- The data -
____________

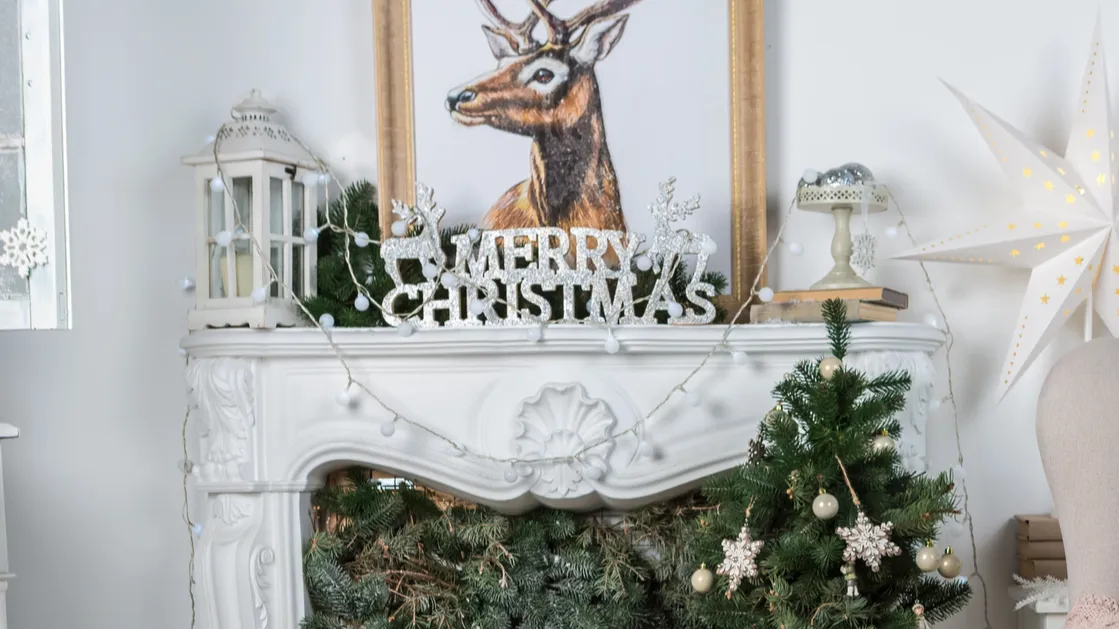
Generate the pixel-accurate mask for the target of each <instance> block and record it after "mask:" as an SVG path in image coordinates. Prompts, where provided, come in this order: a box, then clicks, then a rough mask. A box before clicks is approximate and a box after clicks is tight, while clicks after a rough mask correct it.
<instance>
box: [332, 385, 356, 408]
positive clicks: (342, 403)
mask: <svg viewBox="0 0 1119 629" xmlns="http://www.w3.org/2000/svg"><path fill="white" fill-rule="evenodd" d="M335 402H337V403H338V405H339V406H349V405H350V404H352V403H354V397H352V396H350V394H349V388H348V387H347V388H345V389H342V391H339V392H338V395H336V396H335Z"/></svg>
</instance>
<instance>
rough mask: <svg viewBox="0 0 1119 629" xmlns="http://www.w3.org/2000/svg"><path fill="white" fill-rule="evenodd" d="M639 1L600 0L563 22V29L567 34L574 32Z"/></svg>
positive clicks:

____________

- Prompt -
Exact copy, no pictures: reproduce the whole listing above.

- Result below -
Generate the pixel-accurate mask for the target of each <instance> block and record it after "mask:" as an SVG path in image coordinates. Prompts, where provided, come in this order: a box, then clicks, then a rough mask. A box before clicks is approximate and a box after clicks is tight, while clicks after a rough mask correct it.
<instance>
box: [332, 385, 356, 408]
positive clicks: (342, 403)
mask: <svg viewBox="0 0 1119 629" xmlns="http://www.w3.org/2000/svg"><path fill="white" fill-rule="evenodd" d="M335 402H337V403H338V405H339V406H349V405H350V404H352V403H354V397H352V396H350V394H349V388H348V387H347V388H345V389H342V391H339V392H338V395H336V396H335Z"/></svg>
</instance>
<instance>
rough mask: <svg viewBox="0 0 1119 629" xmlns="http://www.w3.org/2000/svg"><path fill="white" fill-rule="evenodd" d="M639 1L600 0L563 22V29L567 34L574 32Z"/></svg>
positive clicks:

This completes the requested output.